#### LISTING
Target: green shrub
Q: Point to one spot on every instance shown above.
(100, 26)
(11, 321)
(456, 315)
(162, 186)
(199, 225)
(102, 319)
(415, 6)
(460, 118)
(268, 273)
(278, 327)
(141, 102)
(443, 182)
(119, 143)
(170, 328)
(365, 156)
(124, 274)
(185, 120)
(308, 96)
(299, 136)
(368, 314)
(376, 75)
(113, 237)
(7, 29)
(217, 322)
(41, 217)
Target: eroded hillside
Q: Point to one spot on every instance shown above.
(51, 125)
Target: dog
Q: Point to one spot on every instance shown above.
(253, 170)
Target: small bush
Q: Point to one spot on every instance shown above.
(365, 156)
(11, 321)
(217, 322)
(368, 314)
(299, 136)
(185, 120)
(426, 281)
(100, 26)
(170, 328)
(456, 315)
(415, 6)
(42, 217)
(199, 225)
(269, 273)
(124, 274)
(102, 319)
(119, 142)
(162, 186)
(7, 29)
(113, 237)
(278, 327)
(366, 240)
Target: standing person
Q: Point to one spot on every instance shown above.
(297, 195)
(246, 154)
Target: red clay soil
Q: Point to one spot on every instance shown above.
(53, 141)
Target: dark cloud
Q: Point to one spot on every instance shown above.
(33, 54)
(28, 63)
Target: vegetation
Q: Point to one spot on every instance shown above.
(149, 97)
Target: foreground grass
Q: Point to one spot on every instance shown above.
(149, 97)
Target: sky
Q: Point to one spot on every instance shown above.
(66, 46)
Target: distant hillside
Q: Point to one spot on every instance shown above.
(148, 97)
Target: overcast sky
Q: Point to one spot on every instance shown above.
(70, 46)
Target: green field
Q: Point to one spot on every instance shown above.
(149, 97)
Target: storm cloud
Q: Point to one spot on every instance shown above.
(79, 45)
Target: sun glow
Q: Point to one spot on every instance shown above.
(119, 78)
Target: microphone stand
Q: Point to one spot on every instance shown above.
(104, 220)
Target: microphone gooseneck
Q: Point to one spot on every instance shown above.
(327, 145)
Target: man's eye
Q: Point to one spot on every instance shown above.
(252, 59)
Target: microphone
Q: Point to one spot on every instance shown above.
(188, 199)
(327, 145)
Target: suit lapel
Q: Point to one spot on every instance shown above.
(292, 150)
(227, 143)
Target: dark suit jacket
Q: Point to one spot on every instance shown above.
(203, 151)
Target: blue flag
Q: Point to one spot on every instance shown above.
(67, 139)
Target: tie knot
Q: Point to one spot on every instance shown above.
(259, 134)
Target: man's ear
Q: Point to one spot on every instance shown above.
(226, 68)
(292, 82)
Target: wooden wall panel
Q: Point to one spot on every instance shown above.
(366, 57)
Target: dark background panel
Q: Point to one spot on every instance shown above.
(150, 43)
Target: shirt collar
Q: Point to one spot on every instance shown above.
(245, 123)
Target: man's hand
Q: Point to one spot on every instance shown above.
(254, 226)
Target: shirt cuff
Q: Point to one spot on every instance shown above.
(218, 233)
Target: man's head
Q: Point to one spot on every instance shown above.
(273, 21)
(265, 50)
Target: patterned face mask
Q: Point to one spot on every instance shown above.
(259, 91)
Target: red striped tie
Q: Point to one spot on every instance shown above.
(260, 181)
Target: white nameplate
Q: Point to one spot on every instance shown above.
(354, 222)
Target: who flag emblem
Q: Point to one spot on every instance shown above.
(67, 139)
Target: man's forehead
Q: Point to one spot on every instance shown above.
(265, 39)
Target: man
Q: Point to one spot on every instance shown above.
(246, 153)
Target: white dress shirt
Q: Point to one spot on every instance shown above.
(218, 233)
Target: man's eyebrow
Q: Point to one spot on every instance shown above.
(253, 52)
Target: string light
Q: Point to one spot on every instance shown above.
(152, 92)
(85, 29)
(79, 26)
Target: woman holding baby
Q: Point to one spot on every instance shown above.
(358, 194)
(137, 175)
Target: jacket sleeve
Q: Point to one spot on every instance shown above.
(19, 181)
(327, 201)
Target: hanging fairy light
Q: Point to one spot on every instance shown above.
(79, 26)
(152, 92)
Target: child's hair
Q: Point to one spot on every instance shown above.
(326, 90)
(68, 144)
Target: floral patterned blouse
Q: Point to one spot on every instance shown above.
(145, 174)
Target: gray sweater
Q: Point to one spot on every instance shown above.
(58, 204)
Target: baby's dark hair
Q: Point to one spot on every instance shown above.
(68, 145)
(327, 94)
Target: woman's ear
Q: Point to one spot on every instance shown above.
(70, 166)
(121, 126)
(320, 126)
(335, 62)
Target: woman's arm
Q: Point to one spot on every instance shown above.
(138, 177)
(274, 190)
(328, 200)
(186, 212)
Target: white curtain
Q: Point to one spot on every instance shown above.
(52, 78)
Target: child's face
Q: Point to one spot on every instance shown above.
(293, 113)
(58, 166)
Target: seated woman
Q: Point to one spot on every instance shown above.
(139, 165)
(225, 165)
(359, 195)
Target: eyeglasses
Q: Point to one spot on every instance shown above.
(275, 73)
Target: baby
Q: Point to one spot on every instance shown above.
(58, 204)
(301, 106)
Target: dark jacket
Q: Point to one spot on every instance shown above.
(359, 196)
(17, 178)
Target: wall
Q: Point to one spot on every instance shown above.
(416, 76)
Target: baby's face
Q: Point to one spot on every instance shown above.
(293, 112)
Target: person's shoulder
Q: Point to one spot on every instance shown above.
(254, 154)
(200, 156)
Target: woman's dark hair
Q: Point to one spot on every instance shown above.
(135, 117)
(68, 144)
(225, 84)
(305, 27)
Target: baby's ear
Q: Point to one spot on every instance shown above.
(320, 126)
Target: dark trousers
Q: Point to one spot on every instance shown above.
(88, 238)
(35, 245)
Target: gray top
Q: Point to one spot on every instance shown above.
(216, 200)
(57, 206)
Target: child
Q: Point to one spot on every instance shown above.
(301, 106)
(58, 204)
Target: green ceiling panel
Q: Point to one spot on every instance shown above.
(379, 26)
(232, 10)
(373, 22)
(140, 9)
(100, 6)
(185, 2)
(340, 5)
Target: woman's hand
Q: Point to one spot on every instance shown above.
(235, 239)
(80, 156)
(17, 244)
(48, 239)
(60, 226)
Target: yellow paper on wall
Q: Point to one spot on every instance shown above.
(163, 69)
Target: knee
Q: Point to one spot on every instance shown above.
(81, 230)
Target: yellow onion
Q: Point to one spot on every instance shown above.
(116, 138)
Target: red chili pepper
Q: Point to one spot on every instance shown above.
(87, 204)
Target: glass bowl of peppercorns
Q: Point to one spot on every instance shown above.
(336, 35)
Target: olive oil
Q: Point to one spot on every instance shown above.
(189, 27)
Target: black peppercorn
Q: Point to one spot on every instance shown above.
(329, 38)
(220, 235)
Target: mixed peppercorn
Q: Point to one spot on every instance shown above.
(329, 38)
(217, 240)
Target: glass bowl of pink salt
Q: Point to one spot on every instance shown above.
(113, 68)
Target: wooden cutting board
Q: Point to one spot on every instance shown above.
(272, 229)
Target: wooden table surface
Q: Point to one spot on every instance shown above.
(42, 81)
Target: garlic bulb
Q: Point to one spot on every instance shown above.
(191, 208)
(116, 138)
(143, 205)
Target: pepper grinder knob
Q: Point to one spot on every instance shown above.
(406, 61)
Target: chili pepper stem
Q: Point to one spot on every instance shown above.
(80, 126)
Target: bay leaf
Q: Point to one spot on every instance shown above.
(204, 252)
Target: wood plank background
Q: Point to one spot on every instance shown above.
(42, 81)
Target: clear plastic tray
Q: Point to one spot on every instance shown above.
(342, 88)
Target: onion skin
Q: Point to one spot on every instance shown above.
########
TASK DETAILS> From the listing above, extract every line exactly as it stands.

EXPECTED ANSWER>
Target: green shrub
Q: Point to one spot on every instance shown above.
(100, 26)
(11, 321)
(456, 315)
(162, 186)
(199, 225)
(102, 319)
(415, 6)
(460, 118)
(268, 273)
(278, 327)
(141, 102)
(443, 182)
(119, 143)
(170, 328)
(365, 156)
(124, 274)
(185, 120)
(308, 96)
(299, 136)
(368, 314)
(376, 75)
(113, 237)
(7, 29)
(217, 322)
(41, 217)
Target: eroded hillside
Q: Point to one spot on every instance shown above.
(51, 125)
Target: dog
Q: Point to one spot on every instance shown above.
(253, 170)
Target: small bush
Q: Point to one spot on every instance shown above.
(365, 156)
(11, 321)
(217, 322)
(368, 314)
(299, 136)
(185, 120)
(426, 281)
(100, 26)
(170, 328)
(456, 315)
(415, 6)
(42, 217)
(199, 225)
(269, 273)
(124, 274)
(102, 319)
(119, 142)
(162, 186)
(7, 29)
(113, 237)
(278, 327)
(366, 240)
Target: standing person
Q: Point to one spot on every instance shown above.
(297, 195)
(246, 154)
Target: red clay soil
Q: Point to one spot on every instance shown above.
(53, 141)
Target: dark cloud
Q: Point to one spot on every instance shown above.
(33, 54)
(28, 63)
Target: vegetation
Q: Point to one spot on every instance shown above.
(149, 97)
Target: foreground grass
Q: Point to one spot on every instance shown above.
(149, 97)
Target: sky
Q: Point to one spot on every instance shown above.
(66, 46)
Target: distant hillside
Q: Point to one spot on every instance shown above.
(148, 97)
Target: overcast sky
Q: Point to one spot on every instance shown above.
(70, 46)
Target: green field
Q: Point to one spot on every instance shown above.
(149, 97)
Target: storm cloud
Q: Point to one spot on every instance shown above.
(79, 45)
Target: sun glow
Q: Point to one spot on every instance shown above.
(119, 78)
Target: microphone stand
Q: Point to one spot on every instance shown above.
(104, 220)
Target: microphone gooseneck
Q: Point to one spot on every instance shown above.
(327, 145)
Target: man's eye
Q: Point to one spot on every instance shown above.
(252, 59)
Target: microphone
Q: Point to one spot on every instance shown above.
(188, 199)
(327, 145)
Target: suit lapel
Q: Point to one spot on every instance shown above.
(292, 150)
(227, 143)
Target: dark suit jacket
Q: Point to one spot on every instance shown above.
(203, 151)
Target: blue flag
Q: Point to one spot on every instance shown above.
(67, 139)
Target: tie knot
Q: Point to one spot on every instance shown above.
(259, 134)
Target: man's ear
Q: Point to one spot on every instance shown above.
(226, 68)
(292, 82)
Target: wooden wall panel
Q: Point to one spot on every instance shown above.
(366, 57)
Target: dark background panel
Q: Point to one spot on every instance shown above.
(150, 43)
Target: shirt collar
Q: Point to one spot on every instance shown above.
(245, 123)
Target: man's hand
Q: Point to one spot on every instance shown above.
(254, 226)
Target: shirt cuff
Q: Point to one spot on every instance shown above.
(218, 233)
Target: man's head
Q: Point to one spot on every instance shown above.
(273, 21)
(265, 50)
Target: patterned face mask
Q: Point to one spot on every instance shown above.
(259, 91)
Target: red striped tie
Q: Point to one spot on every instance shown above.
(260, 181)
Target: white nameplate
Q: Point to one spot on every instance shown above.
(354, 222)
Target: who flag emblem
Q: Point to one spot on every instance shown above.
(67, 139)
Target: man's forehead
Q: Point to one spot on every instance shown above.
(265, 39)
Target: man
Q: Point to one spot on every instance shown above.
(246, 153)
Target: white dress shirt
Q: Point to one spot on every instance shown above.
(218, 233)
Target: man's eyebrow
Q: Point to one spot on every instance shown above.
(253, 52)
Target: string light
Q: Point to one spot on every instance shown above.
(152, 92)
(85, 29)
(79, 26)
Target: woman holding baby
Q: Point to one spot on every instance shown above.
(358, 194)
(137, 175)
Target: jacket sleeve
Q: Point to one spot on every instance shown above.
(19, 181)
(327, 201)
Target: hanging fairy light
Q: Point to one spot on every instance shown above.
(79, 26)
(152, 92)
Target: child's hair
Q: Point to one spot on every instance shown above.
(326, 90)
(68, 144)
Target: floral patterned blouse
Q: Point to one spot on every instance shown above.
(145, 174)
Target: gray sweater
Q: Point to one spot on every instance shown above.
(58, 204)
Target: baby's dark hair
Q: Point to one spot on every instance shown above.
(68, 145)
(327, 94)
Target: woman's ear
Q: Point to one spot on every instance shown above.
(70, 166)
(121, 126)
(320, 126)
(335, 62)
Target: woman's arm
Q: Point to one spot on every instance shown above.
(138, 177)
(274, 190)
(328, 200)
(186, 212)
Target: white curtain
Q: Point to one spot on every instance shown above.
(52, 78)
Target: child's face
Q: Point to one spot on every instance shown above.
(293, 113)
(58, 166)
Target: seated woman
Q: Point to one spot on every instance shown above.
(139, 165)
(225, 165)
(359, 195)
Target: eyeglasses
Q: Point to one spot on every instance shown above.
(275, 73)
Target: baby
Q: Point to one spot on every instance shown above.
(58, 204)
(301, 106)
Target: dark jacket
Q: Point to one spot on every instance shown above.
(359, 196)
(17, 178)
Target: wall
Q: Point to one spot on every instance shown above.
(416, 76)
Target: baby's face
Q: Point to one spot on every instance shown above.
(293, 112)
Target: person's shoulder
Q: Point to one spot on every instance shown above.
(254, 154)
(200, 156)
Target: woman's dark hair
Q: Point to one spot on every instance shown above.
(135, 117)
(68, 144)
(225, 84)
(305, 27)
Target: baby's ear
Q: Point to one spot on every instance shown above.
(320, 126)
Target: dark trousers
Q: Point to one spot on every instance shown above.
(88, 238)
(35, 245)
Target: gray top
Q: Point to one spot on every instance shown above.
(216, 200)
(57, 206)
Target: child
Q: Point to one spot on every instance shown above.
(301, 106)
(58, 204)
Target: green ceiling panel
Q: Point to one spot on every instance shown above.
(379, 26)
(232, 10)
(373, 22)
(140, 9)
(100, 6)
(185, 2)
(340, 5)
Target: woman's hand
Q: Point to one spot on every instance shown above.
(235, 239)
(80, 156)
(17, 244)
(48, 239)
(60, 226)
Target: yellow paper on wall
Q: Point to one spot on every instance shown above.
(163, 69)
Target: knee
Q: Point to one spot on every instance shown above.
(81, 230)
Target: yellow onion
Q: Point to one spot on every instance shown above.
(116, 138)
Target: red chili pepper
Q: Point to one spot on every instance shown above.
(87, 204)
Target: glass bowl of peppercorns
Q: Point to one spot on every instance shown above.
(336, 35)
Target: olive oil
Q: Point to one spot on every instance shown above.
(189, 27)
Target: black peppercorn
Q: Point to one spot on every instance shown above.
(329, 38)
(220, 235)
Target: mixed peppercorn
Q: Point to one spot on every instance shown above.
(329, 38)
(217, 240)
Target: glass bowl of pink salt
Q: Point to one spot on every instance shown above.
(113, 68)
Target: wooden cutting board
Q: Point to one spot on every instance shown above.
(272, 229)
Target: wooden table surface
Q: Point to one spot on every instance shown above.
(42, 81)
Target: garlic bulb
Q: Point to one spot on every instance shown above.
(191, 208)
(116, 138)
(143, 205)
Target: pepper grinder knob
Q: Point to one spot on every instance shown above.
(406, 61)
Target: chili pepper stem
Q: Point to one spot on every instance shown above.
(80, 126)
Target: bay leaf
Q: Point to one spot on every instance shown above.
(204, 252)
Target: wood plank background
Q: Point to one spot on every instance shown above.
(42, 81)
Target: clear plastic tray
Q: Point to one spot on every instance shown above.
(342, 88)
Target: onion skin
Q: Point to one spot on every instance shown above.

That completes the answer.